Fragment

Een stukje suspense. 

Minister Schultz van Haegen-Maas Geesteranus:

Ik kom bij de motie op stuk nr. 74, inzake de verkeersproblematiek rond het Zuid-Hollandse en Zeeuwse deel van de N59. Qua verkeersveiligheid behoren de N57 en de N59 niet tot de slechtste wegen van Nederland. Op basis van de RWS-gegevens is de veiligheid op deze wegen gemiddeld. Deze wegen vormen ook geen knelpunt voor de doorstroming. RWS heeft opdracht gekregen om deze wegen wat de verkeersveiligheid betreft uiterlijk in 2020 op het niveau van drie sterren volgens EuroRAP gebracht te hebben. Daarvoor is een bedrag van 18 miljoen beschikbaar. Daarover voeren wij een gesprek met de regio. Extra overleg is dus wat mij betreft niet nodig. Ik ontraad derhalve de motie. 

In de motie op stuk nr. 76, ingediend door mevrouw Van Veldhoven, wordt de regering verzocht de verbreding van de A27 bij Amelisweerd uit te stellen en de financiële ruimte die hierdoor vrijkomt, in te zetten voor de opwaardering van de Noordelijke Randweg Utrecht. Ik ontraad deze motie. In het algemeen overleg heb ik gezegd op grond waarvan ik het noodzakelijk vind om het besluit te nemen over de ring rond Utrecht, specifiek het deel van de A27 bij Amelisweerd. In het algemeen overleg heb ik tevens gezegd te zullen bekijken of ik voor het AO MIRT kan aangeven welke mogelijkheden er zijn om de aanleg van de Noordelijke Randweg Utrecht te versnellen. Nogmaals, ik ontraad de motie.

Ruwe gegevens
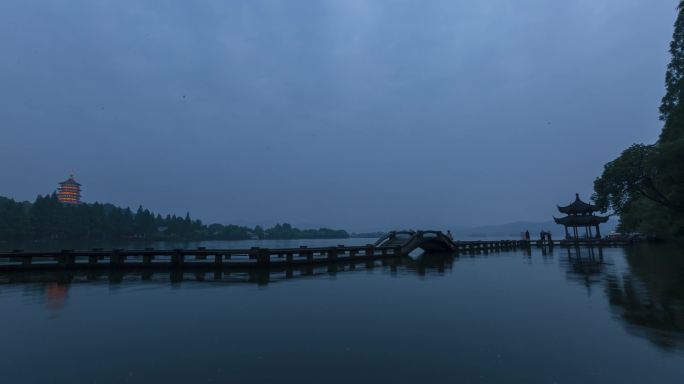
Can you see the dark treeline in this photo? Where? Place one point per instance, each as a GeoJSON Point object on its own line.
{"type": "Point", "coordinates": [645, 184]}
{"type": "Point", "coordinates": [48, 219]}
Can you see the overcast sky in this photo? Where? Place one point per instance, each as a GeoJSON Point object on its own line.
{"type": "Point", "coordinates": [361, 114]}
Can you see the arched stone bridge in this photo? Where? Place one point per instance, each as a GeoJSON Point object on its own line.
{"type": "Point", "coordinates": [409, 241]}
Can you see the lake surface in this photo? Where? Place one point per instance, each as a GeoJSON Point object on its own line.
{"type": "Point", "coordinates": [615, 315]}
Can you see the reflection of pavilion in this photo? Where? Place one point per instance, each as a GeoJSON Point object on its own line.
{"type": "Point", "coordinates": [580, 214]}
{"type": "Point", "coordinates": [585, 265]}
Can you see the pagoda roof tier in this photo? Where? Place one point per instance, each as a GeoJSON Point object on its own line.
{"type": "Point", "coordinates": [581, 221]}
{"type": "Point", "coordinates": [70, 181]}
{"type": "Point", "coordinates": [578, 207]}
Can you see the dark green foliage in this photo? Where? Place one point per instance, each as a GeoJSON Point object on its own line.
{"type": "Point", "coordinates": [48, 219]}
{"type": "Point", "coordinates": [645, 184]}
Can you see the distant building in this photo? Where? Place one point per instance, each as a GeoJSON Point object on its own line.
{"type": "Point", "coordinates": [580, 214]}
{"type": "Point", "coordinates": [69, 191]}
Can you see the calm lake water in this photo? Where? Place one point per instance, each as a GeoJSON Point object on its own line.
{"type": "Point", "coordinates": [539, 317]}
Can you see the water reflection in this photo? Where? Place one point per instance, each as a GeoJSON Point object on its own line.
{"type": "Point", "coordinates": [53, 287]}
{"type": "Point", "coordinates": [584, 265]}
{"type": "Point", "coordinates": [649, 295]}
{"type": "Point", "coordinates": [645, 291]}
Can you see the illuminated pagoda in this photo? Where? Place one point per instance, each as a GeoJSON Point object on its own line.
{"type": "Point", "coordinates": [580, 214]}
{"type": "Point", "coordinates": [69, 191]}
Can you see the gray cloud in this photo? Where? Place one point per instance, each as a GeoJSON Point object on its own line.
{"type": "Point", "coordinates": [359, 114]}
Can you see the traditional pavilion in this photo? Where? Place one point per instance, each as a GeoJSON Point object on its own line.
{"type": "Point", "coordinates": [69, 191]}
{"type": "Point", "coordinates": [580, 214]}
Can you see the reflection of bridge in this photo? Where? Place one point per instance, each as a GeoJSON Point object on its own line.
{"type": "Point", "coordinates": [393, 245]}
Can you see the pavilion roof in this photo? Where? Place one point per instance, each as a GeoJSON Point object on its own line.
{"type": "Point", "coordinates": [581, 220]}
{"type": "Point", "coordinates": [578, 207]}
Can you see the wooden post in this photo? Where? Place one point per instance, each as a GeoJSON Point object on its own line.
{"type": "Point", "coordinates": [177, 258]}
{"type": "Point", "coordinates": [332, 254]}
{"type": "Point", "coordinates": [115, 258]}
{"type": "Point", "coordinates": [263, 257]}
{"type": "Point", "coordinates": [370, 250]}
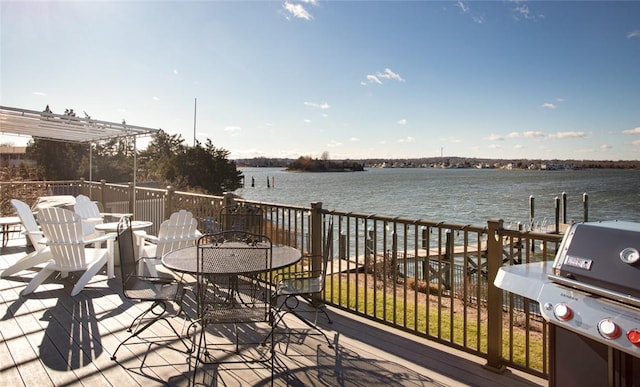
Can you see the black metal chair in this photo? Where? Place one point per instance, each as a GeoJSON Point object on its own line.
{"type": "Point", "coordinates": [242, 217]}
{"type": "Point", "coordinates": [159, 290]}
{"type": "Point", "coordinates": [245, 301]}
{"type": "Point", "coordinates": [292, 288]}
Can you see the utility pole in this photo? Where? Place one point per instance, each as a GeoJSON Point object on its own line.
{"type": "Point", "coordinates": [195, 107]}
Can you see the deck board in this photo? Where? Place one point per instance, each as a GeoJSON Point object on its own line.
{"type": "Point", "coordinates": [52, 339]}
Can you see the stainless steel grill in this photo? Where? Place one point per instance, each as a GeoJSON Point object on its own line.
{"type": "Point", "coordinates": [591, 296]}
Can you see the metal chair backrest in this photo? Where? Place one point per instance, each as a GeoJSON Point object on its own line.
{"type": "Point", "coordinates": [63, 230]}
{"type": "Point", "coordinates": [180, 230]}
{"type": "Point", "coordinates": [243, 218]}
{"type": "Point", "coordinates": [126, 248]}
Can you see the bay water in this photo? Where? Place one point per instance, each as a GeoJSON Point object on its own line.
{"type": "Point", "coordinates": [466, 196]}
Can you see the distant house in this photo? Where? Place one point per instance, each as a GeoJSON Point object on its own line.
{"type": "Point", "coordinates": [13, 156]}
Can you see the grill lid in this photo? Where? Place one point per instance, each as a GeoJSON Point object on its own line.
{"type": "Point", "coordinates": [602, 258]}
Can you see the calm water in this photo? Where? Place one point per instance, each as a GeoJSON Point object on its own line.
{"type": "Point", "coordinates": [469, 196]}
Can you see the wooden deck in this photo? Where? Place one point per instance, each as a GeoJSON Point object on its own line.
{"type": "Point", "coordinates": [52, 339]}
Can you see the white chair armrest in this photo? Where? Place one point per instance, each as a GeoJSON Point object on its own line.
{"type": "Point", "coordinates": [102, 238]}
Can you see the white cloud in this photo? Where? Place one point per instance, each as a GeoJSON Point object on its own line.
{"type": "Point", "coordinates": [386, 74]}
{"type": "Point", "coordinates": [297, 10]}
{"type": "Point", "coordinates": [407, 139]}
{"type": "Point", "coordinates": [633, 34]}
{"type": "Point", "coordinates": [322, 105]}
{"type": "Point", "coordinates": [463, 7]}
{"type": "Point", "coordinates": [563, 135]}
{"type": "Point", "coordinates": [233, 130]}
{"type": "Point", "coordinates": [527, 134]}
{"type": "Point", "coordinates": [522, 11]}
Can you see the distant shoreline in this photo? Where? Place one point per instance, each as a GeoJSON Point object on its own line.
{"type": "Point", "coordinates": [442, 163]}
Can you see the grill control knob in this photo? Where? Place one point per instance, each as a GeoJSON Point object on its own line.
{"type": "Point", "coordinates": [563, 312]}
{"type": "Point", "coordinates": [634, 336]}
{"type": "Point", "coordinates": [630, 255]}
{"type": "Point", "coordinates": [608, 329]}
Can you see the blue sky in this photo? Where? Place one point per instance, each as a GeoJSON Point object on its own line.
{"type": "Point", "coordinates": [356, 79]}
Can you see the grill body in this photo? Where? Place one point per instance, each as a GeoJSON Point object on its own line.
{"type": "Point", "coordinates": [591, 297]}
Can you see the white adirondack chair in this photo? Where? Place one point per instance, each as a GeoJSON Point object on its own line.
{"type": "Point", "coordinates": [41, 254]}
{"type": "Point", "coordinates": [89, 212]}
{"type": "Point", "coordinates": [180, 230]}
{"type": "Point", "coordinates": [65, 238]}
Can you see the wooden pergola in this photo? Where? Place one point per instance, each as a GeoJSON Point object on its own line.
{"type": "Point", "coordinates": [68, 128]}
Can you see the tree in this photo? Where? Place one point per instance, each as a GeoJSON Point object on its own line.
{"type": "Point", "coordinates": [166, 160]}
{"type": "Point", "coordinates": [196, 168]}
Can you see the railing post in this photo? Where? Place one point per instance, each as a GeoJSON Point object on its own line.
{"type": "Point", "coordinates": [316, 242]}
{"type": "Point", "coordinates": [448, 260]}
{"type": "Point", "coordinates": [132, 203]}
{"type": "Point", "coordinates": [168, 203]}
{"type": "Point", "coordinates": [103, 190]}
{"type": "Point", "coordinates": [494, 297]}
{"type": "Point", "coordinates": [81, 187]}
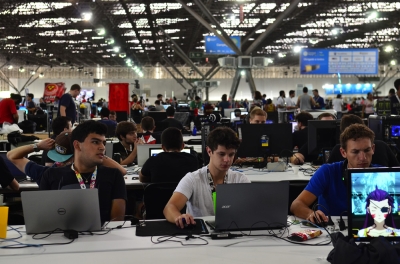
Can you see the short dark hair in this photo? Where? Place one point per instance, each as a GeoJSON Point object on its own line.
{"type": "Point", "coordinates": [104, 112]}
{"type": "Point", "coordinates": [348, 120]}
{"type": "Point", "coordinates": [59, 123]}
{"type": "Point", "coordinates": [123, 128]}
{"type": "Point", "coordinates": [223, 136]}
{"type": "Point", "coordinates": [354, 132]}
{"type": "Point", "coordinates": [81, 132]}
{"type": "Point", "coordinates": [75, 87]}
{"type": "Point", "coordinates": [397, 84]}
{"type": "Point", "coordinates": [147, 123]}
{"type": "Point", "coordinates": [170, 111]}
{"type": "Point", "coordinates": [16, 97]}
{"type": "Point", "coordinates": [303, 117]}
{"type": "Point", "coordinates": [172, 139]}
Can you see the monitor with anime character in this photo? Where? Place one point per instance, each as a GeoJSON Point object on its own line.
{"type": "Point", "coordinates": [373, 203]}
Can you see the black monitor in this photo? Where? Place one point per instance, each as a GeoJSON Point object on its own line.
{"type": "Point", "coordinates": [322, 134]}
{"type": "Point", "coordinates": [252, 135]}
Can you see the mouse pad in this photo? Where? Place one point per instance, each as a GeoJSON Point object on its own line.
{"type": "Point", "coordinates": [165, 228]}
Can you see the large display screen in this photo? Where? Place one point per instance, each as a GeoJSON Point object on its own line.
{"type": "Point", "coordinates": [343, 61]}
{"type": "Point", "coordinates": [217, 47]}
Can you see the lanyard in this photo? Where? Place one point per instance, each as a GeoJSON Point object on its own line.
{"type": "Point", "coordinates": [80, 180]}
{"type": "Point", "coordinates": [211, 182]}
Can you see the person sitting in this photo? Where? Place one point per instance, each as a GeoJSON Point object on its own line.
{"type": "Point", "coordinates": [383, 154]}
{"type": "Point", "coordinates": [170, 120]}
{"type": "Point", "coordinates": [128, 141]}
{"type": "Point", "coordinates": [59, 150]}
{"type": "Point", "coordinates": [194, 188]}
{"type": "Point", "coordinates": [170, 165]}
{"type": "Point", "coordinates": [88, 141]}
{"type": "Point", "coordinates": [328, 182]}
{"type": "Point", "coordinates": [149, 136]}
{"type": "Point", "coordinates": [300, 137]}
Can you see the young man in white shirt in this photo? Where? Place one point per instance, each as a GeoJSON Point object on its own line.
{"type": "Point", "coordinates": [195, 190]}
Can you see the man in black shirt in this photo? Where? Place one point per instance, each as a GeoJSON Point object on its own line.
{"type": "Point", "coordinates": [87, 171]}
{"type": "Point", "coordinates": [383, 155]}
{"type": "Point", "coordinates": [171, 121]}
{"type": "Point", "coordinates": [170, 165]}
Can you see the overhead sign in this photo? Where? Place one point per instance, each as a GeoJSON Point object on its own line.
{"type": "Point", "coordinates": [349, 88]}
{"type": "Point", "coordinates": [217, 47]}
{"type": "Point", "coordinates": [343, 61]}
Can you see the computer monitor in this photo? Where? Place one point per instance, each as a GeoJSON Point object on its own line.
{"type": "Point", "coordinates": [253, 135]}
{"type": "Point", "coordinates": [322, 134]}
{"type": "Point", "coordinates": [373, 197]}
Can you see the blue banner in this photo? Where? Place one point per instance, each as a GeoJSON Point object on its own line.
{"type": "Point", "coordinates": [343, 61]}
{"type": "Point", "coordinates": [349, 88]}
{"type": "Point", "coordinates": [217, 47]}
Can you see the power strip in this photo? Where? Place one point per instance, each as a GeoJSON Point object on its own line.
{"type": "Point", "coordinates": [276, 166]}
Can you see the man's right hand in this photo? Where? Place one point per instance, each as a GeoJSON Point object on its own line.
{"type": "Point", "coordinates": [188, 218]}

Te doen
- 1) Zet de rijen van de regel met "Can you see the man's" tot en met de laatste rij om in een Markdown-tabel met de kolommen Nr en Regel, en sla lege regels over.
- 2) Schrijf het fragment over de reactie van de minister op de moties verder vanaf het punt waar het ophoudt.

Antwoorden hieronder
- 1)
| Nr | Regel |
|---|---|
| 1 | Can you see the man's right hand in this photo? Where? Place one point per instance, each as a GeoJSON Point object on its own line. |
| 2 | {"type": "Point", "coordinates": [188, 218]} |

- 2)
In de motie op stuk nr. 77, van mevrouw Van Veldhoven, wordt de regering gevraagd om opnieuw te kijken naar de sluis bij Eefde. Als het argument van het kostenverschil zou wegvallen, zou de keuze van de regering heroverwogen moeten worden. De regering zou de regio de kans moeten geven om voor 1 september met een voorstel te komen waarin het gat gedicht wordt tussen hetgeen het Rijk wil inbrengen en hetgeen de regio zou moeten betalen voor een andere variant. Ik vind het goed om voor 1 september nog een keer met de regio in gesprek te gaan. Wel wijs ik erop dat het niet alleen gaat om een kostenverschil, maar ook om drie jaar vertraging. Ik vind dat dit moet meespelen en dat wij dit moeten meewegen in de uiteindelijke beslissing. Ik ga wel met de regio in gesprek, dus ik zie de motie als ondersteuning van beleid. 

De voorzitter:

U laat de motie dus aan het oordeel van de Kamer?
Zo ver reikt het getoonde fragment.